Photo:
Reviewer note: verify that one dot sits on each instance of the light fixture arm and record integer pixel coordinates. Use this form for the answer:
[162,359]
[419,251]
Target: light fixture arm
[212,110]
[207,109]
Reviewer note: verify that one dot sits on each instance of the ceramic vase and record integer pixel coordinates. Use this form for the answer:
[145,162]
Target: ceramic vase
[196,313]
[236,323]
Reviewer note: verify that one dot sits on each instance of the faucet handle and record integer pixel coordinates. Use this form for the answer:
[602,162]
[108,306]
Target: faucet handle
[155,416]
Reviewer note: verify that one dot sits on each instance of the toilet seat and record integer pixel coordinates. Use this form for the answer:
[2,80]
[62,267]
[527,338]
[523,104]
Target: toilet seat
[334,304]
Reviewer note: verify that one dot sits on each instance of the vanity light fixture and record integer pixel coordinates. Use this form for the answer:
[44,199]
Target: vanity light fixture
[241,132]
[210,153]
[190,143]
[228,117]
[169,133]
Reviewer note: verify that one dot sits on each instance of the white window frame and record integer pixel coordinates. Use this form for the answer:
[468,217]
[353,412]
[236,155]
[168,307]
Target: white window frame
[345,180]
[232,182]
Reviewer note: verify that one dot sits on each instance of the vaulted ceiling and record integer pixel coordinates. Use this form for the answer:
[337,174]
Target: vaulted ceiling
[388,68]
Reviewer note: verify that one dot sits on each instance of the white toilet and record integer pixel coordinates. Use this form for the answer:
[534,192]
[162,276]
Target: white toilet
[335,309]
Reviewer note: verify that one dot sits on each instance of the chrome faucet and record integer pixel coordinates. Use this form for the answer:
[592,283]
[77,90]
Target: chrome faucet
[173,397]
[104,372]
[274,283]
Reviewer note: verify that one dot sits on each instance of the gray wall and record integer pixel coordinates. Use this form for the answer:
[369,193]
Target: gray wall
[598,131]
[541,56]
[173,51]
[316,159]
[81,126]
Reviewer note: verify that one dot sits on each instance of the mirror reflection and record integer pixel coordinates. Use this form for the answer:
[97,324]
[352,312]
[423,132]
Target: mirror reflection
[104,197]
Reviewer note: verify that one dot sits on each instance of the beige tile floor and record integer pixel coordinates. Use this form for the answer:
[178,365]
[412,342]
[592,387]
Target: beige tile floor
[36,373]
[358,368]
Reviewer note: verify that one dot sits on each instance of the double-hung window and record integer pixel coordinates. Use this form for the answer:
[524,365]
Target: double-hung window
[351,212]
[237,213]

### Exercise prompt
Quote, word for word, the part of the entries that opens with the line containing "of the gray" and continues through the end of the entries, including both ends.

### Written reply
Reviewer note: verify that one dot sits on each instance of the gray wall and record integer pixel coordinates. Use this form for the answer:
[369,193]
Target: gray wall
[598,131]
[541,56]
[173,51]
[316,159]
[81,126]
Reviewer note: verify that one dot sits on each instance of the mirror reflection and record integer pixel coordinates. Use this form for the answer:
[97,324]
[352,312]
[423,132]
Target: mirror reflection
[104,197]
Reviewer note: verify that one dot sits on each instance of the beige tile floor and record integer pixel coordinates. Use this form for the answer:
[178,365]
[412,342]
[592,387]
Target: beige tile floor
[36,373]
[358,368]
Reviewer note: verify that one dot sits on each instance of the double-hung window and record integer pixel coordinates. Use this form for the answer:
[524,365]
Target: double-hung window
[351,212]
[237,213]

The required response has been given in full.